SUPPLIED TEXT
■ ■ ■ ■
OPINION: Research fellowship schemes have been the focus of a lot of attention recently. So let’s ask the question: should Australia invest in more fellowships or fewer fellowships, and should they be for junior or for senior researchers?

First, there have been loud calls for more junior fellowships. As student numbers have increased, the competition for academic jobs has become intense.

No one likes to see bright and highly trained students forced to leave careers in research or to leave the country. We want to support young researchers and so both major research granting bodies — the Australian Research Council and National Health and Medical Research Council — developed their own early career schemes. But I would caution against increasing the number of these fellowships. It would only be a short-term fix.

I call it the cane toad strategy. Cane toads lay thousands of eggs in good times and bad, and most tadpoles are doomed to starve. Cane toads care about launching a lot of eggs but that’s where their interest stops. It is a cruel system.
■ ■ ■ ■
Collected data
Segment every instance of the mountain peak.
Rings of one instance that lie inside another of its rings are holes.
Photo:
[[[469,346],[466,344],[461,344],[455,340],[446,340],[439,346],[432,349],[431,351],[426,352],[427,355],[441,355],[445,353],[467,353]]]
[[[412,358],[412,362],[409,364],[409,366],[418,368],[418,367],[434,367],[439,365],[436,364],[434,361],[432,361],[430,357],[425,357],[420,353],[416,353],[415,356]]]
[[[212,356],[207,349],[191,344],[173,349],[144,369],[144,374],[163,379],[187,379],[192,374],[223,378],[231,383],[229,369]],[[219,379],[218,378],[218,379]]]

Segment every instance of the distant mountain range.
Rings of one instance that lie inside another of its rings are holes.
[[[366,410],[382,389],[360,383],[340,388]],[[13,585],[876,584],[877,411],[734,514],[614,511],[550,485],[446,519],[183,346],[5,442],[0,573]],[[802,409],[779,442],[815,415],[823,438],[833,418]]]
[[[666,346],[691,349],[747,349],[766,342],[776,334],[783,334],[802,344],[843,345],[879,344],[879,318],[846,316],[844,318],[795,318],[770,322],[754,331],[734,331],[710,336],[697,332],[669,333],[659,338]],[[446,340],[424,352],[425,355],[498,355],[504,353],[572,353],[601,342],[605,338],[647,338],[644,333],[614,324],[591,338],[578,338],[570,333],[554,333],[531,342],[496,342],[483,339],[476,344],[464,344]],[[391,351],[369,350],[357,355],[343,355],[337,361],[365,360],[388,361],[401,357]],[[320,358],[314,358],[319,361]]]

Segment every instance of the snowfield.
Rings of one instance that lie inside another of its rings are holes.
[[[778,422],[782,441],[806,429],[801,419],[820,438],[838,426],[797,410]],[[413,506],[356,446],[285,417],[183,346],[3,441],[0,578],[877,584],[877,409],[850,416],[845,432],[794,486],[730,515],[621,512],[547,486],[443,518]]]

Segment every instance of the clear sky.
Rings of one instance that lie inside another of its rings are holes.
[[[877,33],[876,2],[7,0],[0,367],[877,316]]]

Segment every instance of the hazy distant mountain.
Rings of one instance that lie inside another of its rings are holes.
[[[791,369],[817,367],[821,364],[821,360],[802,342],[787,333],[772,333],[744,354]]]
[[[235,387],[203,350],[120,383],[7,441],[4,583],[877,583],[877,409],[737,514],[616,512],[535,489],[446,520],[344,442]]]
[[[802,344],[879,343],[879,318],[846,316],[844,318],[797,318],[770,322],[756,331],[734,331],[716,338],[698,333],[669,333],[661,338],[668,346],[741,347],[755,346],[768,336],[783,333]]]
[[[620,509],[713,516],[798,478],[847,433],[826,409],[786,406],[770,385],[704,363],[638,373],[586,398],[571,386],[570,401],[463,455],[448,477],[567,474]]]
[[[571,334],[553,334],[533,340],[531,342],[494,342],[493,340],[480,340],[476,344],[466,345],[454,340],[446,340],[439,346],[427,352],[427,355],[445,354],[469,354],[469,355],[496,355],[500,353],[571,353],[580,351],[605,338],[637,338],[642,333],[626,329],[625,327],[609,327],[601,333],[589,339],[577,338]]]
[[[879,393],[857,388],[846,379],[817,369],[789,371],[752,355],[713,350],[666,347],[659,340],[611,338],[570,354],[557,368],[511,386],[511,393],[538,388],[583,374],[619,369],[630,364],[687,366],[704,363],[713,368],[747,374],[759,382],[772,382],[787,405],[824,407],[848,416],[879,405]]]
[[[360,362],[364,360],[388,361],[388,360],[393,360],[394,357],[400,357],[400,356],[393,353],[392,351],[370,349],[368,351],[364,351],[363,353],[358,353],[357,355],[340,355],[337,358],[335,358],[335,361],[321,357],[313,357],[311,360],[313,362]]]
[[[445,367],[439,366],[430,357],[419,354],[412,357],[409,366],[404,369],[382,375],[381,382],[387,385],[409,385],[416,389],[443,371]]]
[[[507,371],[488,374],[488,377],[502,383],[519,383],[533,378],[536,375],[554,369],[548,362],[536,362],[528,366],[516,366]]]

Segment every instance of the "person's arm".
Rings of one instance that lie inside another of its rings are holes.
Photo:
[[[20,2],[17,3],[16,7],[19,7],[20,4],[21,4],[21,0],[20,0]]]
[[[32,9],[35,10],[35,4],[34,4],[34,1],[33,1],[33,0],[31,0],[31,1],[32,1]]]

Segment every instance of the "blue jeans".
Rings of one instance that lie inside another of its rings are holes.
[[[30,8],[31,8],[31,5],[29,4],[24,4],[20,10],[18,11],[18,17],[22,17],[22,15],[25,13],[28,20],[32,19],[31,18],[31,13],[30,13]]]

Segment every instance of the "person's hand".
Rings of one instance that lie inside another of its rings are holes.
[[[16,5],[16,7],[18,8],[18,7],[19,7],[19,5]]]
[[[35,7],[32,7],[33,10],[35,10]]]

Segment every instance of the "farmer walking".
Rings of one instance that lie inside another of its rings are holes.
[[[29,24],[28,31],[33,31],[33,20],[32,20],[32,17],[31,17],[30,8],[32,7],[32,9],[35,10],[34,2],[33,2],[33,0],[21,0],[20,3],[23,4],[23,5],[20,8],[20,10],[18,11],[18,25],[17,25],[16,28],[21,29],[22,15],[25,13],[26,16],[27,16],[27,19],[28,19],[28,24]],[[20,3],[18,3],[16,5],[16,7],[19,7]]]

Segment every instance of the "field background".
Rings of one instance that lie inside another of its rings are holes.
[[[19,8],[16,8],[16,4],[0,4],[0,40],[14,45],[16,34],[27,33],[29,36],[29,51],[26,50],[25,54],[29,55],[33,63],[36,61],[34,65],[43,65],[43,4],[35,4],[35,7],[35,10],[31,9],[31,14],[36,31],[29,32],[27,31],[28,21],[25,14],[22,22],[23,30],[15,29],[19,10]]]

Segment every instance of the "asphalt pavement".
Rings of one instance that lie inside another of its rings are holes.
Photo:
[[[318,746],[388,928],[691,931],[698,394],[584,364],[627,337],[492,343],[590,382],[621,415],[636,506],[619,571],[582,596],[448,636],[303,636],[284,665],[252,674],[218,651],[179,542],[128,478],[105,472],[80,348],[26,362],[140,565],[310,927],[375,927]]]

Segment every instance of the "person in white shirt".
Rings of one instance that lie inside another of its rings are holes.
■ ■ ■ ■
EXERCISE AIM
Retype word for word the stretch of the opinion piece on research fellowships from "OPINION: Research fellowship" through "has become intense.".

TASK RESULT
OPINION: Research fellowship schemes have been the focus of a lot of attention recently. So let’s ask the question: should Australia invest in more fellowships or fewer fellowships, and should they be for junior or for senior researchers?

First, there have been loud calls for more junior fellowships. As student numbers have increased, the competition for academic jobs has become intense.